▶ [Selection]
______
David seems to have been delighted with my yesterday's 'what's for dinner tonight?' post, so here I go again, although not with so many questions. I sort of know what I'm doing here. However the crucial ingredient - dukkah - is worth a post of its own. And two coincidental happenings have added to its inclusion as a topic for a rambling post.

This by the way is a photo of my remaining dukkah and the reason for deciding to cook dukkah crusted salmon for dinner tonight. It's Friday after all, so a good day for fish and achieving my goal of at least one fish dish per week. In this day and age dukkah crusted salmon is a relatively common dish. A replacement for the packaged breadcrumbs of my youth. You can coat it all over after having removed the skin and fry. Or you can leave the skin on and just top the other side with it before frying - or baking or grilling. Barbecues could come in too I guess. I'm going to go with method number one though, because I like dukkah and I would also like to use all of my remains up. It's time to make a new batch.
______
▶ [Provided data]
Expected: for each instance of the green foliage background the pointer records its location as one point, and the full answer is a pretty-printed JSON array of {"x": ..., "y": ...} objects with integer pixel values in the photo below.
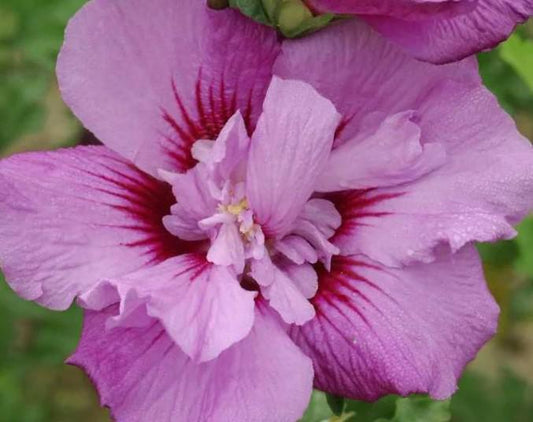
[{"x": 35, "y": 385}]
______
▶ [Exercise set]
• a. In the dukkah post, what does the writer call dukkah crusted salmon a replacement for?
• b. Translate this sentence from the dukkah post into French: "In this day and age dukkah crusted salmon is a relatively common dish."
• c. Continue the dukkah post from its final sentence.
The listing above comes from a separate source.

▶ [Responses to the tasks]
• a. The packaged breadcrumbs of the writer's youth.

• b. De nos jours, le saumon en croûte de dukkah est un plat relativement courant.

• c.
I use Claudia Roden's original recipe from her first book. It was certainly the first of hers that I owned - A Book of Middle-Eastern Food, and the book that introduced me (and the rest of the world too) to that wonderful cuisine. I don't think I made the dukkah though for many years. 1971 was the year I was given the book by David, but I don't think I thought about dukkah until I had encountered it many years later in various Middle-Eastern restaurants.

Her recipe makes a vast quantity which I halve but which is still a lot and will fill a large jar. You can find an even smaller version on the Oldways site. However, Claudia Roden does say that it can be stored indefinitely in covered jars.

For her recipe you roast or grill all the ingredients separately and then pound them a bit, or pulse them briefly in a food processor - much easier. The aim is a fairly clearly defined mix, not a powder or a past. So just pulse until the nuts are in small pieces. Her ingredients are:

500g sesame seed, 250g coriander seed, 125g hazelnuts 125g ground cumin, salt and pepper.

Of course there are a vast number of alternative recipes out there, and she says herself that it's a personal thing and everyone has their own version. Pistachios seem to be a common replacement for the hazelnuts these days. Or macadamias. The recipe she gives is her mother's. Interestingly, considering she was writing back in 1968 when we followed recipes to the letter and didn't improvise much, she encouraged her readers to experiment and adjust according to their own tastes.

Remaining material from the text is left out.